>>>>

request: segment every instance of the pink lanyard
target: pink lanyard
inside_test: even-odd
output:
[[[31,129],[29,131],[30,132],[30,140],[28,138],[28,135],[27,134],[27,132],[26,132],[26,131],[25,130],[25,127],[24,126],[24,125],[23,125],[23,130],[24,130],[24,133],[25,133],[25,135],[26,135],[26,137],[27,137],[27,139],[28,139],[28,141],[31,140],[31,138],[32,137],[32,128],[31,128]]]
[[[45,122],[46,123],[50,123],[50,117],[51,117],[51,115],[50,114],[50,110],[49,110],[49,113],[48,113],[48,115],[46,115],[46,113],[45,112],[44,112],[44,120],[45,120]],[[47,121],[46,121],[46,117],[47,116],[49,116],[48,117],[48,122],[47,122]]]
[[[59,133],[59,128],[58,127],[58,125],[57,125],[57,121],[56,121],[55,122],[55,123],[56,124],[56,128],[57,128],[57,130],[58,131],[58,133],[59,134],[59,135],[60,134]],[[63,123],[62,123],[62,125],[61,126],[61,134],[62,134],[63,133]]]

<<<<

• INSTRUCTIONS TO FOLLOW:
Repeat every line of the material exactly as given.

• SOLUTION FOR THIS TASK:
request: segment every instance of the pink lanyard
target: pink lanyard
inside_test: even-odd
output:
[[[31,129],[29,131],[30,132],[30,140],[28,138],[28,135],[27,134],[27,132],[26,132],[26,131],[25,130],[25,127],[24,126],[24,125],[23,125],[23,130],[24,130],[24,133],[25,133],[25,135],[26,135],[26,137],[27,137],[27,139],[28,139],[28,141],[31,140],[31,138],[32,137],[32,128],[31,128]]]
[[[45,122],[46,123],[50,123],[50,117],[51,117],[51,115],[50,114],[50,110],[49,110],[49,113],[48,113],[48,115],[46,115],[46,113],[45,112],[44,112],[44,120],[45,120]],[[47,121],[46,121],[46,117],[47,116],[49,116],[48,117],[48,122],[47,122]]]
[[[59,133],[59,128],[58,127],[58,125],[57,125],[57,121],[56,121],[55,122],[55,123],[56,124],[56,128],[57,128],[57,130],[58,131],[58,133],[59,134],[59,135],[60,134]],[[63,123],[62,123],[62,125],[61,126],[61,134],[62,134],[63,133]]]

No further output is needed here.